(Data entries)
———
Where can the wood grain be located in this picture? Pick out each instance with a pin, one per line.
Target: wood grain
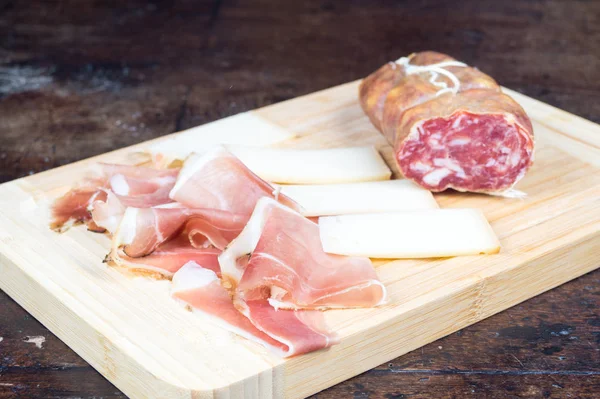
(547, 239)
(109, 75)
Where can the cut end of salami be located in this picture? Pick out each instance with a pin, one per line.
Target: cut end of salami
(466, 152)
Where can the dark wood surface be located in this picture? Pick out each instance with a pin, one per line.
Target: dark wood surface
(79, 78)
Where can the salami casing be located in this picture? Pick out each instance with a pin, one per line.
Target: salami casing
(450, 125)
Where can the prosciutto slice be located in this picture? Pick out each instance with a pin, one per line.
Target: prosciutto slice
(129, 185)
(170, 257)
(218, 180)
(286, 333)
(288, 267)
(143, 230)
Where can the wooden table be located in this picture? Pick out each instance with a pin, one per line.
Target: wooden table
(81, 78)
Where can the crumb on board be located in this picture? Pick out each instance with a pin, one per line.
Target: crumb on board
(37, 340)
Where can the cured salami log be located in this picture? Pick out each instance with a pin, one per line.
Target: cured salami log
(450, 124)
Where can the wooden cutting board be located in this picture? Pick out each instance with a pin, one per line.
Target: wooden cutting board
(148, 346)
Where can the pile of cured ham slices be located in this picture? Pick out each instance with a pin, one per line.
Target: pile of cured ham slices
(252, 255)
(262, 240)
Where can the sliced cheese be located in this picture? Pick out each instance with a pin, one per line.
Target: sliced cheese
(319, 166)
(416, 234)
(366, 197)
(246, 129)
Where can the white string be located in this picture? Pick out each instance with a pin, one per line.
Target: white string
(435, 70)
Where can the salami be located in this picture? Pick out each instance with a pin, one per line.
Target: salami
(450, 124)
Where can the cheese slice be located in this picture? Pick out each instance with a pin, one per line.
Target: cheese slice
(319, 166)
(366, 197)
(246, 129)
(428, 233)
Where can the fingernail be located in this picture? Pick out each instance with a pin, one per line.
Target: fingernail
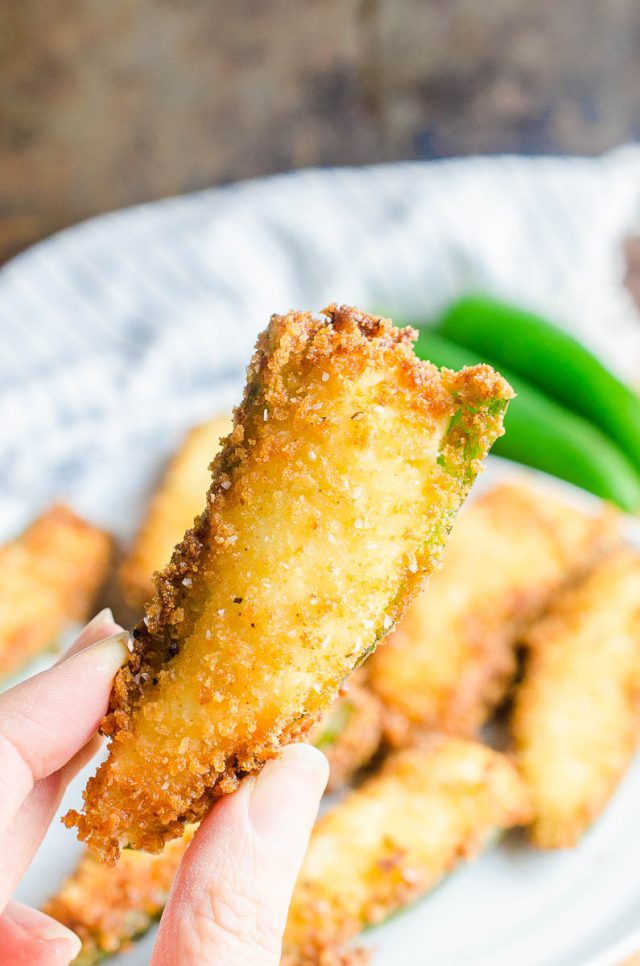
(97, 628)
(104, 616)
(106, 656)
(55, 932)
(40, 926)
(298, 777)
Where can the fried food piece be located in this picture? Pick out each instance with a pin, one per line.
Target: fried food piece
(173, 509)
(362, 865)
(330, 503)
(576, 719)
(50, 576)
(350, 732)
(108, 907)
(396, 836)
(450, 661)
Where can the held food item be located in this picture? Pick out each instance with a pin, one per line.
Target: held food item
(330, 503)
(173, 508)
(452, 658)
(350, 733)
(50, 576)
(533, 348)
(108, 907)
(395, 837)
(543, 434)
(576, 719)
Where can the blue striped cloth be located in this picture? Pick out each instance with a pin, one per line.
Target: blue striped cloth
(121, 332)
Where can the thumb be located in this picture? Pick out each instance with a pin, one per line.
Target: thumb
(230, 898)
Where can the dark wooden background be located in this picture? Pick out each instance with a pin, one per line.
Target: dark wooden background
(104, 103)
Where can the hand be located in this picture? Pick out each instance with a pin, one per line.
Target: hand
(229, 901)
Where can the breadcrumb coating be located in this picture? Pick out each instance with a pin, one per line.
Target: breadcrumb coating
(108, 907)
(172, 510)
(451, 660)
(330, 503)
(576, 719)
(363, 864)
(50, 577)
(395, 837)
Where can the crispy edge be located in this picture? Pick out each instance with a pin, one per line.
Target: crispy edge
(404, 882)
(569, 611)
(135, 577)
(352, 334)
(492, 659)
(350, 733)
(480, 396)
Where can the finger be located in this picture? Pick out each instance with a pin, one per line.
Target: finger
(47, 719)
(29, 938)
(28, 828)
(230, 898)
(101, 626)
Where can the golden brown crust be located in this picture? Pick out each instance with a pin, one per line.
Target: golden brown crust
(172, 510)
(109, 906)
(451, 660)
(343, 437)
(395, 837)
(576, 719)
(50, 577)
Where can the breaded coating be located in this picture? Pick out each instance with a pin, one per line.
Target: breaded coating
(330, 503)
(110, 906)
(396, 836)
(576, 719)
(50, 576)
(449, 663)
(172, 510)
(362, 865)
(350, 733)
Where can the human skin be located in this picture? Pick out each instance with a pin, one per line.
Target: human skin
(230, 898)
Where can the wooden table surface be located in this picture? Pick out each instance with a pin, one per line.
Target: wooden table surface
(104, 103)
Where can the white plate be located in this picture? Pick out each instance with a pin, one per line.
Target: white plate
(513, 906)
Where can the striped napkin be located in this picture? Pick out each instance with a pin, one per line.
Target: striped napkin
(119, 333)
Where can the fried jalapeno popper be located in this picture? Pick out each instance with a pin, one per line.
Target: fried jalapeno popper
(330, 503)
(378, 850)
(395, 837)
(50, 576)
(173, 509)
(576, 720)
(350, 733)
(109, 907)
(449, 663)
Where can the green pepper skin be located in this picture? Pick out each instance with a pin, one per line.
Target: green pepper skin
(554, 361)
(544, 435)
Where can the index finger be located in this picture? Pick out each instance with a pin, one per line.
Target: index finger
(47, 719)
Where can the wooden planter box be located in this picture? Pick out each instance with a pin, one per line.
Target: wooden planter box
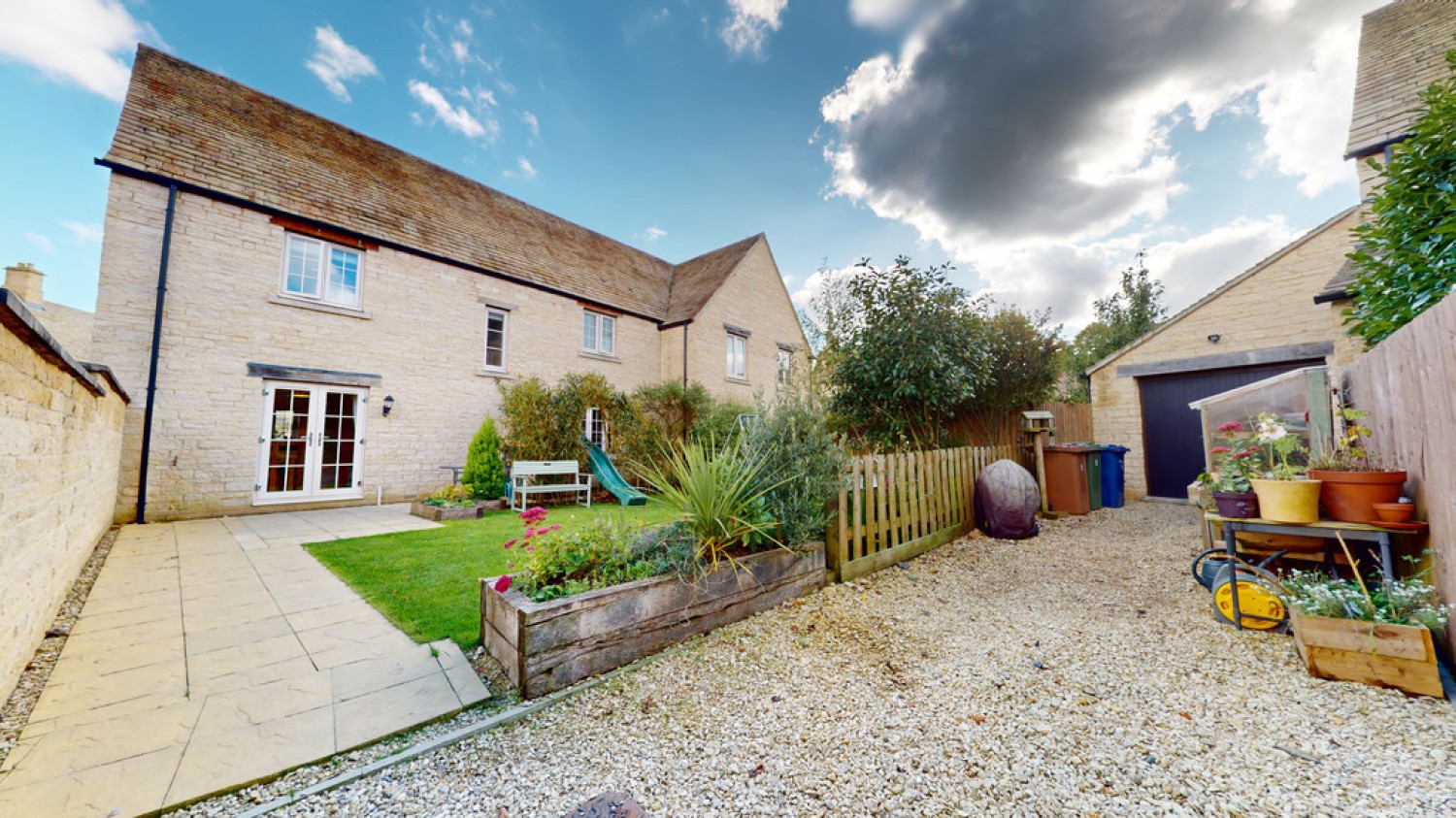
(545, 646)
(1383, 655)
(437, 514)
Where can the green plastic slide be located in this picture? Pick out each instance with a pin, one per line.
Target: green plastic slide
(609, 476)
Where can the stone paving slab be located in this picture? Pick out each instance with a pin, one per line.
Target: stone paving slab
(217, 652)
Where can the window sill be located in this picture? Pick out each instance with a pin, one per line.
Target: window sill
(319, 308)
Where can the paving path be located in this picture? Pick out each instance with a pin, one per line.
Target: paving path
(217, 652)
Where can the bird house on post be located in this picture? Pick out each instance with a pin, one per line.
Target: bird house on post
(1037, 421)
(1039, 425)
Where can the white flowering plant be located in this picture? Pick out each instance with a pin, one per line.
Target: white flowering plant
(1284, 454)
(1403, 602)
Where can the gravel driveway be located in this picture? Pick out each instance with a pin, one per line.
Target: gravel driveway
(1077, 672)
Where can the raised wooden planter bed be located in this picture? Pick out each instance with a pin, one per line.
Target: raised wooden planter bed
(545, 646)
(1383, 655)
(437, 514)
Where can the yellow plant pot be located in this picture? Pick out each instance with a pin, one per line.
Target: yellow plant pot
(1287, 501)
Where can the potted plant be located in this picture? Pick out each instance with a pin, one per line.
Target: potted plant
(1351, 480)
(1344, 631)
(1286, 495)
(1235, 463)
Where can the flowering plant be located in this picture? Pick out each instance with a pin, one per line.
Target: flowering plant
(1284, 454)
(1403, 602)
(1235, 462)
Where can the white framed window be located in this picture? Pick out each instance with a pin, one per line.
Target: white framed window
(320, 271)
(737, 355)
(495, 323)
(599, 334)
(594, 427)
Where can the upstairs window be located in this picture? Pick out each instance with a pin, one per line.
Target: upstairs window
(320, 271)
(495, 322)
(599, 334)
(737, 355)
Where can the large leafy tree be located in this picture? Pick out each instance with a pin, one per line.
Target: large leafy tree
(1121, 317)
(1024, 355)
(1408, 249)
(905, 349)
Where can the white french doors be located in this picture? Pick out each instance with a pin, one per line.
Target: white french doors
(312, 442)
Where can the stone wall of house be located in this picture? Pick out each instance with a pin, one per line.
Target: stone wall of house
(421, 329)
(1272, 309)
(60, 442)
(753, 299)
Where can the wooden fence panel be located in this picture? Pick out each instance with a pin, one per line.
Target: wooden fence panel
(1408, 384)
(899, 506)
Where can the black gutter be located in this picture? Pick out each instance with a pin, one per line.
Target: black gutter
(267, 210)
(156, 354)
(1376, 147)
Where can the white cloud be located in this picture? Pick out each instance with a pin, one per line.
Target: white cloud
(523, 169)
(335, 61)
(453, 116)
(83, 233)
(44, 242)
(1307, 113)
(1031, 140)
(751, 23)
(76, 41)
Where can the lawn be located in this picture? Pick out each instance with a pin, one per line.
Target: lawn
(427, 582)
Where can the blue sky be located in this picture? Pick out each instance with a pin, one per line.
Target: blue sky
(1034, 147)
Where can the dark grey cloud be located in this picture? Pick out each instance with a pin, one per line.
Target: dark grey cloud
(1009, 119)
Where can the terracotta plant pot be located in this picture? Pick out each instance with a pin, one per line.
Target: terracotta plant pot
(1243, 506)
(1289, 501)
(1351, 495)
(1394, 511)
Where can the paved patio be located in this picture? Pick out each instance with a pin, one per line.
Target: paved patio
(217, 652)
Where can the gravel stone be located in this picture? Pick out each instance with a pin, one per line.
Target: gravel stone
(1076, 672)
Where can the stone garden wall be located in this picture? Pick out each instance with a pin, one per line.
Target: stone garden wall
(60, 445)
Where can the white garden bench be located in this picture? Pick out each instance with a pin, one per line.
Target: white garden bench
(524, 474)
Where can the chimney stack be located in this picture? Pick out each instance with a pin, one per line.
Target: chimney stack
(25, 281)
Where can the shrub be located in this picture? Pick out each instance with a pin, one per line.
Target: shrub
(451, 497)
(555, 562)
(483, 469)
(718, 498)
(804, 463)
(1406, 250)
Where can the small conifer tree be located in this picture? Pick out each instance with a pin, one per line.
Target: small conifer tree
(483, 471)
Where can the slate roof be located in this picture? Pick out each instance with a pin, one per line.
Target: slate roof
(1403, 51)
(696, 279)
(200, 128)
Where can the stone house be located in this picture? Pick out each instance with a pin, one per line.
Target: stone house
(337, 314)
(1286, 311)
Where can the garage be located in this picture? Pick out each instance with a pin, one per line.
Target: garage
(1173, 437)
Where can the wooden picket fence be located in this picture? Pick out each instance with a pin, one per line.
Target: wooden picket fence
(893, 507)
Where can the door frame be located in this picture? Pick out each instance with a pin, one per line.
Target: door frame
(314, 451)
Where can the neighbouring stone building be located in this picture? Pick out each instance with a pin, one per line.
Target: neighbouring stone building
(340, 314)
(1286, 311)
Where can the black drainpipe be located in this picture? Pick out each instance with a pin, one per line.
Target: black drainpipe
(156, 352)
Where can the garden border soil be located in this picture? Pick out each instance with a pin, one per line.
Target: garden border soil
(545, 646)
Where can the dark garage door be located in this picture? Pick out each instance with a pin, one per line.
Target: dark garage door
(1173, 436)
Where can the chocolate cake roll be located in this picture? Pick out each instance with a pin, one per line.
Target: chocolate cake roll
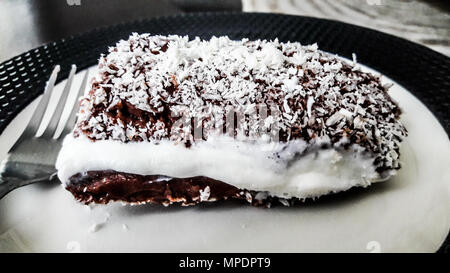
(173, 120)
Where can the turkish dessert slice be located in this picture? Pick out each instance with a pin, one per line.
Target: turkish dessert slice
(172, 120)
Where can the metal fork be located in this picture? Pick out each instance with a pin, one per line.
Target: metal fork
(32, 159)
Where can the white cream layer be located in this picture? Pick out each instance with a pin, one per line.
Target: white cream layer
(244, 165)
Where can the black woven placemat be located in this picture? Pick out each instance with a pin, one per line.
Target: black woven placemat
(420, 70)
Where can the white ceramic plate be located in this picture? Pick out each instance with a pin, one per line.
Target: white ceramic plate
(409, 213)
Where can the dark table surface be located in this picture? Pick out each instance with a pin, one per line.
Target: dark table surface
(26, 24)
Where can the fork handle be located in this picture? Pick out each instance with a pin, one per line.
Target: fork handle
(5, 186)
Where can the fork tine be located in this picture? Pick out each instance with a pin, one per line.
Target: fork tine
(53, 124)
(73, 114)
(33, 124)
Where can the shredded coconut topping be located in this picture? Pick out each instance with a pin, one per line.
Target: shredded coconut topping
(146, 83)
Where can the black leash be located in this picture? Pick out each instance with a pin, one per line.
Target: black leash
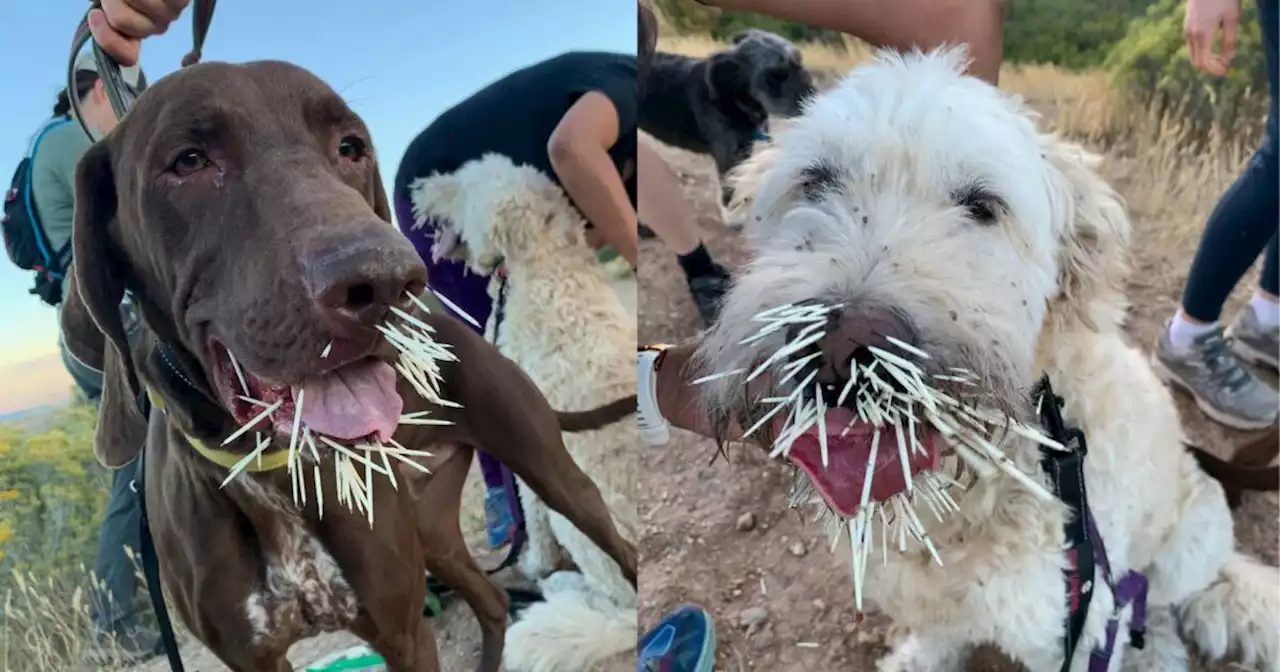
(1065, 470)
(146, 543)
(1086, 551)
(508, 480)
(147, 549)
(118, 91)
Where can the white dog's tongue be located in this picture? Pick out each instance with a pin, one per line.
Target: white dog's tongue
(353, 402)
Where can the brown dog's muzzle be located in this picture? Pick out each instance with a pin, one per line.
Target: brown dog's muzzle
(356, 278)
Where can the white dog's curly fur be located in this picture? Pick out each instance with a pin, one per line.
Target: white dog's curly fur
(915, 187)
(570, 332)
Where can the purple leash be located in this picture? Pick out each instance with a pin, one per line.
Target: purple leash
(1086, 551)
(1129, 590)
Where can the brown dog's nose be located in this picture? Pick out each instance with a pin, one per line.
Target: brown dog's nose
(855, 329)
(355, 284)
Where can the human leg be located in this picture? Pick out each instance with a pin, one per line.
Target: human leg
(113, 607)
(1192, 351)
(663, 206)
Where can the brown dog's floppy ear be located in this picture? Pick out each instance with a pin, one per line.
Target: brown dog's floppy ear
(120, 426)
(97, 257)
(1093, 243)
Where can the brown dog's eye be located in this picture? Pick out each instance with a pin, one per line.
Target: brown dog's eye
(190, 161)
(352, 149)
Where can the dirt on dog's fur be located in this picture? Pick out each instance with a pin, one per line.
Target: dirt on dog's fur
(721, 535)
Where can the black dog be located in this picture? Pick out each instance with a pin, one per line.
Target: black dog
(720, 105)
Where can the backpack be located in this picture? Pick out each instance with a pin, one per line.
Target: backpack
(24, 238)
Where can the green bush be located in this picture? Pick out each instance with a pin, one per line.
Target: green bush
(51, 494)
(1151, 67)
(1069, 33)
(688, 17)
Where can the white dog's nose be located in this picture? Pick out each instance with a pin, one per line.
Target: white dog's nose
(855, 329)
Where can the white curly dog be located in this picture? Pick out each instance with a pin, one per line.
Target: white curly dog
(927, 201)
(567, 328)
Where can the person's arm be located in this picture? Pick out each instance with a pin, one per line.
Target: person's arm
(900, 24)
(119, 26)
(1203, 19)
(579, 151)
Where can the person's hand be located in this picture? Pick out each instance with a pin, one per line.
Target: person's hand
(119, 26)
(1203, 19)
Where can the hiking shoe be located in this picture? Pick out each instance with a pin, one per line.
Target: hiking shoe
(1224, 388)
(708, 291)
(682, 641)
(498, 520)
(653, 428)
(1252, 342)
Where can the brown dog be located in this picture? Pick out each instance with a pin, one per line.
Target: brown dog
(242, 208)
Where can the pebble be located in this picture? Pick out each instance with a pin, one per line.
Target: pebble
(753, 617)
———
Can you write out the entries again, from the line containing "Where can the hiking" through the end of the entries, requests included, shifting every pin coordinate in the answers up by 34?

▶ Finished answer:
Where can the hiking shoe be located in this picture? Pick out each instance with a pin, one per line.
Target: hiking shoe
(1258, 422)
(742, 325)
(716, 675)
(532, 554)
(687, 462)
(1286, 376)
Where can the brown dog be located in this picture? Pick out each instance with a pin, one per line.
Target: brown dog
(276, 242)
Where can the pebble be located in this picture? Pick out each instance with a pin, one per line.
Target: pebble
(787, 651)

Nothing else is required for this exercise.